Exercise brief: Reproduce the following lines verbatim, without altering any wording or punctuation.

---- Stored data

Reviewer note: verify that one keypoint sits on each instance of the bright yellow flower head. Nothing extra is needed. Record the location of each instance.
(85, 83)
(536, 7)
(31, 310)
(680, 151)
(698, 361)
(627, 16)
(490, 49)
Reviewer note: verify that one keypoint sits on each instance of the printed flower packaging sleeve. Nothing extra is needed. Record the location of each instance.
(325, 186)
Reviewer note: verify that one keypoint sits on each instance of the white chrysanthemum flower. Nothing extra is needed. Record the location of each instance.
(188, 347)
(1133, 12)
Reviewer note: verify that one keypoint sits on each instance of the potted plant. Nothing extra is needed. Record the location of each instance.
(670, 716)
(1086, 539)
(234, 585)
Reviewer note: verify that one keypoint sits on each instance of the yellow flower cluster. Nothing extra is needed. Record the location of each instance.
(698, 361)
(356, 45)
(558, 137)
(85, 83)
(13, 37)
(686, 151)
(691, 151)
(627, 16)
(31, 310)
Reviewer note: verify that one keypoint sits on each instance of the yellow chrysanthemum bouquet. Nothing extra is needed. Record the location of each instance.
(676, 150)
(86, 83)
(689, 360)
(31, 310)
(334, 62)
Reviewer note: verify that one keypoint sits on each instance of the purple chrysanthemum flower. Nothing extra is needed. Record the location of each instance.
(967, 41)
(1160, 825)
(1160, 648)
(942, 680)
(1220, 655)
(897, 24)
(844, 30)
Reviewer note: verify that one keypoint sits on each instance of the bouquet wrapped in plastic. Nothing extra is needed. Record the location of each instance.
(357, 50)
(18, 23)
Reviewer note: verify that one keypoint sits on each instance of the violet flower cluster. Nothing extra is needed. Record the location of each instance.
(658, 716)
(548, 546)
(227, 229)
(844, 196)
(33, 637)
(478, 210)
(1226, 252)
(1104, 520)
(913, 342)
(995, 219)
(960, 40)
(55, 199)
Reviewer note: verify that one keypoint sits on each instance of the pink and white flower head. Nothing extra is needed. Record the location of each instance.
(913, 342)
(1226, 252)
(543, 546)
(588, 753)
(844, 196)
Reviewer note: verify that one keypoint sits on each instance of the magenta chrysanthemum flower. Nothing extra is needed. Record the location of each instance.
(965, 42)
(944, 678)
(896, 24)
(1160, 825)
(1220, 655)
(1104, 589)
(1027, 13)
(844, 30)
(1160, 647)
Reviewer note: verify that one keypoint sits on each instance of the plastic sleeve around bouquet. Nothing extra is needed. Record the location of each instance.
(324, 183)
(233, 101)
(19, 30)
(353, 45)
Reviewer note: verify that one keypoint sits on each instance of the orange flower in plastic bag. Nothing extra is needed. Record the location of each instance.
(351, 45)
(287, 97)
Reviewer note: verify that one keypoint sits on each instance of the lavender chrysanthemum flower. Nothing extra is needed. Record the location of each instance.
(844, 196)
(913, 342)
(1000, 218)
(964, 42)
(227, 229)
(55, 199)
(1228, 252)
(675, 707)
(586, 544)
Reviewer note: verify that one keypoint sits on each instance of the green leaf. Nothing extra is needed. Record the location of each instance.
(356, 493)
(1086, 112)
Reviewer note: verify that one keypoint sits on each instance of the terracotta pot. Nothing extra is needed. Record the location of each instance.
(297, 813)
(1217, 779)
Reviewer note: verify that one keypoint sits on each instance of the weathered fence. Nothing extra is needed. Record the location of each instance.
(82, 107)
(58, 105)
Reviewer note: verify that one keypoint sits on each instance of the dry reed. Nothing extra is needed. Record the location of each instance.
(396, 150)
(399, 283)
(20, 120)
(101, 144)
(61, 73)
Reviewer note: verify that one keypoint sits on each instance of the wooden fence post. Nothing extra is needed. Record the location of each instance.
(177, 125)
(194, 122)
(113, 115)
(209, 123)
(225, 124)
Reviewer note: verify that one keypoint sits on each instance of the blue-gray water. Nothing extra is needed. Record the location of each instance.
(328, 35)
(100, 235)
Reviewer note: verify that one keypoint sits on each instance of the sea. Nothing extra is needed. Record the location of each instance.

--------

Result:
Reviewer note: verify that one keypoint sits on each instance of the bright yellow flower head. Nothing extra is needed. Record the location of each instance.
(85, 83)
(536, 7)
(31, 310)
(680, 151)
(698, 361)
(627, 16)
(490, 49)
Reviewer note: verify that one keypoint sits on each instance of the printed flower packaging sleeve. Nothing extra is needed. Record the location of each instance.
(325, 186)
Reviewer note: verify that one keypoint sits on each instance of the white chrysanthemum flower. Nothing extra is needed. Record the location of each instance.
(188, 347)
(1133, 12)
Reviewer note: verify that one keypoint sits on each instance of the potted plant. Nothing extra is needed. Record the location of each instance.
(670, 716)
(1086, 539)
(234, 585)
Reviewer note: verify that one keypoint sits on each instance of the yellow flower cluster. Nothing extra is needed. Record the location of each instance.
(698, 361)
(356, 45)
(558, 137)
(85, 83)
(13, 37)
(686, 151)
(691, 151)
(627, 16)
(31, 310)
Reviewer note: verify that one keypoint sits on each instance of the yellow chrysanthemum bouquet. Nothing extra is needed. Record the location of each instance.
(676, 150)
(86, 83)
(689, 360)
(31, 310)
(334, 62)
Reviewer note: verify that one keypoint sits on each instance of the purple chrysanthemum flower. Nothing extra is needed. Record the location of each instance.
(967, 41)
(1160, 825)
(1160, 648)
(942, 680)
(1220, 655)
(897, 24)
(844, 30)
Reviewer note: verify that one keypoint sits on each instance of the bouquet wrapped in plastic. Nothing extra is needed. Record the location of each instance.
(357, 50)
(18, 23)
Reviewer note: verify that one keypoint sits on each instance of the violet flower cluster. Nothing extra is needed. Record the location of each instance.
(658, 716)
(548, 546)
(227, 229)
(844, 196)
(33, 637)
(478, 210)
(1226, 252)
(1104, 520)
(913, 342)
(995, 219)
(960, 40)
(55, 199)
Reviewer note: verify that one keypoint sits on each instance of the pink and white flower head. Nothing extra is needed. Record the location of each instance.
(913, 342)
(1226, 252)
(543, 546)
(588, 753)
(844, 196)
Reviewer note: verify that one keypoint sits on each instance of the magenta chrysanthemum flower. Nothing extra is needed. Record the location of each instance.
(965, 42)
(944, 678)
(896, 24)
(1160, 825)
(1220, 655)
(1104, 589)
(1027, 13)
(844, 30)
(1160, 647)
Reviewer note: verify that one keypoint sits on each instance of the plastic sleeve around bouquet. Nothing extra is needed. Record the location of each instance.
(324, 183)
(233, 101)
(19, 30)
(353, 45)
Reviewer note: verify that one keypoint sits on each instance of the orange flower in plastic bag. Nothing extra is needed. Record the location of each instance.
(351, 45)
(287, 97)
Reviewer note: verify that one keypoint sits on each instance of the lavender chrysanthemum flower. Nothing extra is needed. Record the location of each instance.
(844, 196)
(913, 342)
(1000, 218)
(964, 42)
(227, 229)
(55, 199)
(1228, 252)
(675, 707)
(586, 544)
Reviewer note: verify that one keypoint sits on each instance of the green leaf. Nothing extra is needed. Record the location of each instance.
(356, 493)
(1086, 112)
Reviewer note: verify that one keypoint sits on each instance of the terracotta pot. Nothing extra is needed. Record the location of each instance.
(297, 813)
(1217, 779)
Reviewer note: verify that one keypoint sits on each instance of the weathered fence. Nothing extra is needed. Record the location of each instance.
(82, 107)
(58, 105)
Reviewer note: verify that one keypoint sits on each instance of the dry reed. Nothing extra is needed. Record the location of each instance.
(396, 150)
(399, 283)
(20, 120)
(101, 144)
(61, 73)
Reviewer note: verify that one keypoint sits on each instance of the wooden fence post. Nothing extra is needed. Record the location of each instance.
(177, 125)
(194, 122)
(113, 115)
(209, 123)
(225, 124)
Reviewer note: verify that one keypoint sits on each instance of the blue-gray water. Nothing extra is needed. Record the location of each instance.
(328, 35)
(100, 235)
Reviewer note: verify that one keypoint sits on each instance of the sea. Nothing extra is needed. Record the location of each instance.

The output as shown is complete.